((

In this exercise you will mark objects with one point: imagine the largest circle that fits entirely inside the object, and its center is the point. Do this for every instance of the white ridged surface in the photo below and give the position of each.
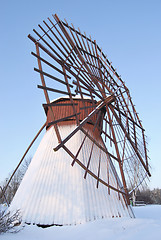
(54, 192)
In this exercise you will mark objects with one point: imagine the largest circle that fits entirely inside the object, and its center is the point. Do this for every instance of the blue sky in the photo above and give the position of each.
(128, 32)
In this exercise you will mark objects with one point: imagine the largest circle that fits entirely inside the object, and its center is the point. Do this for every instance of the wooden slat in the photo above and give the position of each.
(53, 90)
(52, 77)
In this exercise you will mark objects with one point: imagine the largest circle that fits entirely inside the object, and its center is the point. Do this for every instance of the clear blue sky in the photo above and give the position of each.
(129, 32)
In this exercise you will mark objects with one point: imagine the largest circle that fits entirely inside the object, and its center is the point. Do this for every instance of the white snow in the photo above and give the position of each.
(146, 225)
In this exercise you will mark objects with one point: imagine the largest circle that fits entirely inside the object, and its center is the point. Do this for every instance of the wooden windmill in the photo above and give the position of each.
(94, 145)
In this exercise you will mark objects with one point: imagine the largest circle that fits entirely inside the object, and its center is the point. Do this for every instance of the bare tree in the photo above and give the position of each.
(8, 222)
(15, 182)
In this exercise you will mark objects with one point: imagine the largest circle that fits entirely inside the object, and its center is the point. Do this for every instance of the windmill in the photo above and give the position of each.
(94, 147)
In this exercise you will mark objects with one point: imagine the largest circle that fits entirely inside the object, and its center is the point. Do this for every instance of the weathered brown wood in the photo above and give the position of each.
(45, 92)
(53, 90)
(131, 142)
(62, 119)
(109, 99)
(52, 77)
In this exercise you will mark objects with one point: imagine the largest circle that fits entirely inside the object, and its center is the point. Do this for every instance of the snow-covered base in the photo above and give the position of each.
(146, 225)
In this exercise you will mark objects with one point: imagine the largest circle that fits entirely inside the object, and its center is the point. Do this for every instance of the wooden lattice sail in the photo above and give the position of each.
(94, 149)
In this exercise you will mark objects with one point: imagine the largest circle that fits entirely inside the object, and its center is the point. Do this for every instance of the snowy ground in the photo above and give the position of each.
(146, 225)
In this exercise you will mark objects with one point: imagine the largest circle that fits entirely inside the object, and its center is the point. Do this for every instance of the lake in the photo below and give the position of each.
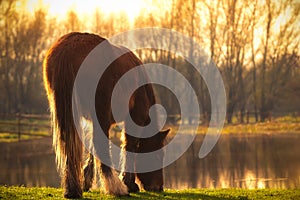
(241, 161)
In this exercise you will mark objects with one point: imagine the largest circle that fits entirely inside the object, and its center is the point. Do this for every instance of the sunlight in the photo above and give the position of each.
(59, 8)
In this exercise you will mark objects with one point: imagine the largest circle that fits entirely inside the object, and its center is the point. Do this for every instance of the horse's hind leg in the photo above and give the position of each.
(88, 173)
(72, 178)
(109, 178)
(130, 144)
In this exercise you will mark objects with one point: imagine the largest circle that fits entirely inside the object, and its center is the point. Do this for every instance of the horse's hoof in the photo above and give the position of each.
(133, 187)
(70, 195)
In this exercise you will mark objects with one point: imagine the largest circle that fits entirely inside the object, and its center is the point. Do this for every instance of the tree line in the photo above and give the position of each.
(254, 43)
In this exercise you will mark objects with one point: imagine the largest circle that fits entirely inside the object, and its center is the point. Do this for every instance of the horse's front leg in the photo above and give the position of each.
(129, 145)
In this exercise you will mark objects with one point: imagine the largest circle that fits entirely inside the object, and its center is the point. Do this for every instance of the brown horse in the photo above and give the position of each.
(61, 65)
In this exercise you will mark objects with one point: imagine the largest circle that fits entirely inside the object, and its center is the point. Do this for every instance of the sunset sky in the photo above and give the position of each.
(59, 8)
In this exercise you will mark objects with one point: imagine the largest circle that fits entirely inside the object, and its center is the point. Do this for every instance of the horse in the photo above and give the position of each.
(60, 67)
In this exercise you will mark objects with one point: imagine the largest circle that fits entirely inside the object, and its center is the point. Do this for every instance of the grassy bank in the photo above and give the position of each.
(211, 194)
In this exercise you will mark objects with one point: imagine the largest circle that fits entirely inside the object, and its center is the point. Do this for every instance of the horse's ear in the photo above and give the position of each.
(164, 133)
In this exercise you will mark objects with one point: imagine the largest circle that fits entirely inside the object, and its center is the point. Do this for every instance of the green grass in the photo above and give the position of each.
(210, 194)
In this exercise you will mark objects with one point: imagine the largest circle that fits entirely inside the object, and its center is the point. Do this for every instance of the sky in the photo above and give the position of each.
(60, 7)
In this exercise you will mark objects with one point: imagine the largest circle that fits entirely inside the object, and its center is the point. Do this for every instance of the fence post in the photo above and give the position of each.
(19, 125)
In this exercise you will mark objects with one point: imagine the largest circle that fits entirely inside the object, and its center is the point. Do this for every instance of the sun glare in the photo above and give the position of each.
(59, 8)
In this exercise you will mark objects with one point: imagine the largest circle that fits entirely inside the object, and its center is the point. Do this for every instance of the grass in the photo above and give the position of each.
(210, 194)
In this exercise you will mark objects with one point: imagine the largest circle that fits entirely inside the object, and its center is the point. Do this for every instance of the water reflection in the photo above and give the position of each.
(264, 161)
(248, 161)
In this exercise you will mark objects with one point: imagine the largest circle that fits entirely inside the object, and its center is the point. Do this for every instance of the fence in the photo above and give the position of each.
(24, 125)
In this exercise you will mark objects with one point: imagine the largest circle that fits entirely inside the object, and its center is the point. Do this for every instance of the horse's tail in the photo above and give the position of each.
(59, 78)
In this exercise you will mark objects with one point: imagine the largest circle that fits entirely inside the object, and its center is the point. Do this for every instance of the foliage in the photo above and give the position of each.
(255, 44)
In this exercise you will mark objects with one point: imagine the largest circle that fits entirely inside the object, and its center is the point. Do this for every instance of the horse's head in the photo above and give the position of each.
(153, 181)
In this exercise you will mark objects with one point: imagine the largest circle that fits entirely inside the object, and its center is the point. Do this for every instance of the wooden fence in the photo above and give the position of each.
(25, 125)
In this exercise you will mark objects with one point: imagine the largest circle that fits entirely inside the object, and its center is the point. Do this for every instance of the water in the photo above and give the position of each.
(242, 161)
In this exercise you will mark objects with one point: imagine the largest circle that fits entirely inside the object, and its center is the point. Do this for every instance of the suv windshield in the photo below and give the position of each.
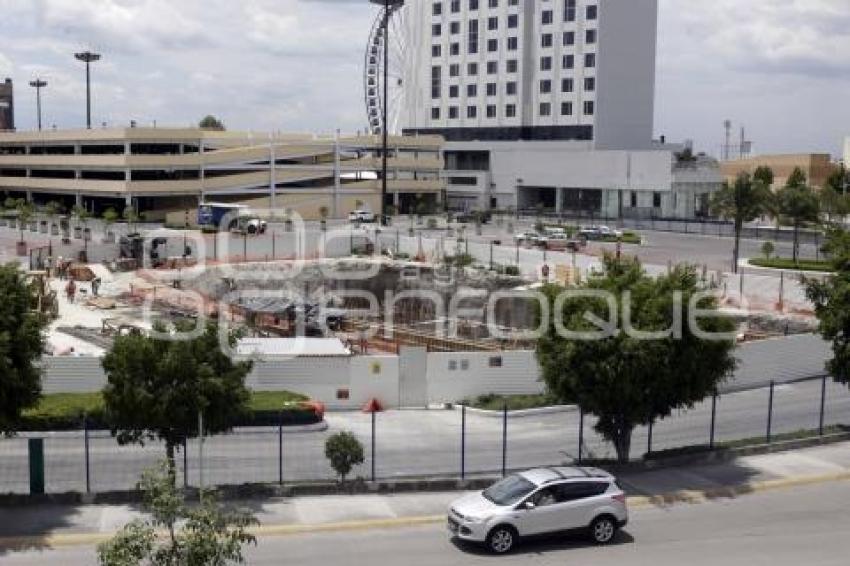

))

◆ What to produce ◆
Nothing but the exact text of the records should appear in your answer, with no pictures. Please write it out.

◆ Answer space ◆
In this exercise you will mark objects with one point: imagine the largest circle that fits entirely inside the object, and its center is the point. Do this for every instance of the white ridged surface in the photo below and give the position of each.
(54, 192)
In this exercise you will mark objects with one point: imagine the largest circle that fits entirely inside the object, and its center is the point. Do this for every instance of the blue sky in the photo above and give the position of each.
(128, 32)
In this exercise you will mark objects with one point: imagine the largest circle that fits entirely inside the object, and its center is the point. Do this for every instance of the wooden slat in the photo above and give the position of each.
(53, 90)
(52, 77)
In this exercise you will mark objects with one point: imagine the largest circle that fits entirely inside the object, and its center is the point. Do this for every instance of the clear blue sky in the photo above and give the position of each.
(129, 32)
In this exercise you will mark objects with one point: imagine the largest circle that fits entirely inside the object, and its center is the point. Do this for every instance of the white snow in the photo above and give the position of each.
(146, 225)
In this exercise you will mark objects with one point: imagine the largest circle that fits entirely inside the object, and its center is the point. Do this for every instance of the wooden windmill in the photo above and give the position of each.
(94, 145)
In this exercise you will mark objects with one point: imagine the largest circle that fits entirely inside the object, and its center is the point. Do this for every instance of the bare tree in the photo above and give the position of each.
(8, 222)
(15, 182)
In this exercise you will mark objects with one point: imagine the largest circle that fits entirely inside the object, and its center is the point. Do this for every instance of the windmill in the photo above and give the position of each.
(94, 147)
In this exercise you will mark objects with one point: imagine the largest circle that fits entirely inside the object, and its center is the point. Do this for every instance of the weathered brown wood in the photo above and give the position of each.
(45, 92)
(53, 90)
(131, 142)
(62, 119)
(109, 99)
(52, 77)
In this exercise you will mark objects with one point: imagine the largest circle that fits entirely inside the object, and its center is the point. Do this for every instance of the snow-covered base in the photo above and give the position of each.
(146, 225)
In this exercise you will mark objects with one point: imagine the largest circle that fits entirely inside the object, and its center is the point. Do this for every instance of the wooden lattice sail in the photo above and give the position of each.
(94, 149)
In this exercise you will mark objects with one point: imagine the largest circle that fits entirely inside the object, and its center is the point. Do this for every instance of the snowy ground in the photo above and give the position of each.
(146, 225)
In this exercise you will mark objects with one point: imagine the largest circle that fits entirely inside the object, and its center is the point. Do this for every instance of the lake in the photo below and give the position of each.
(241, 161)
In this exercise you will mark objects with one point: imagine the largest circle that fits entirely inside the object, and its center is the point. Do this for every instance of the sunlight in the photo above and give the position of each.
(59, 8)
In this exercise you will mark objects with one point: imagine the largest circle that fits entirely inside the object, and its center is the point. Do this for every instance of the horse's hind leg in the photo above and give the position of each.
(88, 173)
(72, 178)
(109, 178)
(130, 144)
In this exercise you will mark objects with one point: imagine the largest circle that fits entirely inside the object, and its center is the point. Do this for every instance of the horse's hoof in the photo above and give the position of each.
(133, 187)
(70, 195)
In this exercise you will mark objects with one point: imagine the largest circle that fits entirely inside the object, and its center is the point. Do this for every instance of the tree line in the photo above and give the position of each.
(254, 43)
In this exercise you will mark objects with one point: imagine the largest circle that fits entirely inside the object, and its center is the point. Do this for every instance of the horse's front leg in the photo above and give the position of each.
(129, 145)
In this exercise you will mark objects with one point: imagine the largest circle that fits entirely inside the object, and its center is the point. Do this for every instance of the brown horse in the photo above and give the position of each.
(61, 65)
In this exercise you will mark objects with one point: imagine the largest circle that fits entirely inside the object, and its center is the point. Do this for every instance of the sunset sky in the photo above and give the position of each.
(59, 8)
In this exercise you will mark objects with one point: imagine the largest circle that fits entirely inside the object, and its center is the point. Do this for every instance of the horse in the photo above and give the position of each.
(60, 67)
In this exercise you will mark objects with one point: imagine the largest circle that fits entirely inside the object, and its center is the point. Do this for every instance of the grassy bank in the photo above and give the position of each.
(211, 194)
In this exercise you will mark objects with one point: imagine the largest circle that fits entirely inside the object, and its center is the point. Do this for every instance of the horse's ear in the photo above and give the position of each.
(164, 133)
In this exercise you will mark objects with one point: imagine the largest circle that fits entirely inside the object, and its center is the point. Do this for every instance of the green grass in the photo above and give the position of each.
(210, 194)
In this exercise you will mark objects with one point: imagine the largest circle that fits entirely inside the object, and its center is the point. Do this for every instance of the sky in the photo above and give the position of each.
(60, 7)
In this exercise you will mark objects with one point: imagine the largest circle that fits entirely inside the object, and its center is the point. Do this for every instance of the fence post in the photo above and give the position of each.
(19, 125)
In this exercise you will mark objects with one point: imagine the largest circle that fits entirely inside the object, and its center is the point. Do this for every instance of the sun glare in the photo above and give the position of each.
(59, 8)
In this exercise you will mark objects with one point: imagine the largest circle that fits entirely inside the object, and its center is the point. Do this for every instance of the grass in the photo above and give the position of each.
(210, 194)
In this exercise you will mark objects with one point: imagine the largest circle that fits entirely inside the object, and its center is the point. Do this for every instance of the water reflection in the photo above and give the position of each.
(264, 161)
(248, 161)
In this exercise you will mark objects with one point: imagine the largest circle that fits entirely inside the object, and its center is the point. Do this for every instance of the fence in the photo above and give the position of each.
(24, 125)
In this exercise you will mark objects with one point: imagine the largest circle that fits entirely inside the object, and its center is the point. Do this for every instance of the horse's tail in the photo above and give the position of each.
(59, 78)
In this exercise you will mark objects with one point: imagine the largest circle that fits entirely inside the object, and its center is the point. Do this for every instance of the foliage in the photo above and give the position of each.
(255, 44)
In this exercise you will mark objects with one point: imagine the largest circle that fits entirely inside the object, and its center is the point. Do this for every instance of the horse's head in the photo above and give the position of each.
(153, 181)
In this exercise you will mark objects with one point: imagine the largest circle that fits entirely inside the object, and its center is the point. Do this for every instance of the wooden fence in the photo above and give the position of each.
(25, 125)
In this exercise you will mark objects with one point: imagine the largest circle that fits entirely inside the object, and its center is the point. Do this for every instance of the water in the photo above and give the position of each.
(242, 161)
In this exercise you will mark objects with one point: imagine the largest circle that fits entirely inside the object, and its center is the point. Do this for every instance of the suv windshield in the photo below and give the position of each.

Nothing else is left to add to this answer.